## begin DATA PROVIDED

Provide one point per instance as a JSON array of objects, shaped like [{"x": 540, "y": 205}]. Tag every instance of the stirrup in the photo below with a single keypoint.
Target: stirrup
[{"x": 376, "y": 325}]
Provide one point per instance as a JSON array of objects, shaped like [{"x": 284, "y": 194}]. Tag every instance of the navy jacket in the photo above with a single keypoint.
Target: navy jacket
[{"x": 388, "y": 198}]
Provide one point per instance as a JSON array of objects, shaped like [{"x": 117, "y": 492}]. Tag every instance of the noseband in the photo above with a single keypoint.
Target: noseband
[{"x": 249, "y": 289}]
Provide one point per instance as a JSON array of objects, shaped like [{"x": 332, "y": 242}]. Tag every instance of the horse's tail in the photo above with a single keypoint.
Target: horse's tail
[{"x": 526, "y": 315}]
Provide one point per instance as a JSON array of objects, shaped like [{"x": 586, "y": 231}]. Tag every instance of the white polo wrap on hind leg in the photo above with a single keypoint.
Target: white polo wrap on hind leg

## end DATA PROVIDED

**EXERCISE INSTRUCTIONS**.
Quote the lines verbatim, beginning with the line that contains "of the navy" and continuing through the final line above.

**THE RESULT**.
Provide one point per instance as a JSON array of objects, shaped like [{"x": 284, "y": 194}]. Tag every instance of the navy jacket in the photo above with a single keypoint.
Target: navy jacket
[{"x": 388, "y": 198}]
Provide one point per instance as a JSON array of objects, shaped like [{"x": 117, "y": 492}]. Tag every instance of the noseband in the photo above with a single keypoint.
Target: noseband
[{"x": 249, "y": 289}]
Provide one point per instance as a JSON array of objects, shaped like [{"x": 332, "y": 242}]. Tag every instance of the horse's tail in the photo above with a single keypoint.
Target: horse's tail
[{"x": 526, "y": 315}]
Provide one point per instance as a JSON array of objects, shaped like [{"x": 586, "y": 231}]. Tag every instance of the white polo wrap on hind leg in the photo above with a single keypoint.
Target: white polo wrap on hind leg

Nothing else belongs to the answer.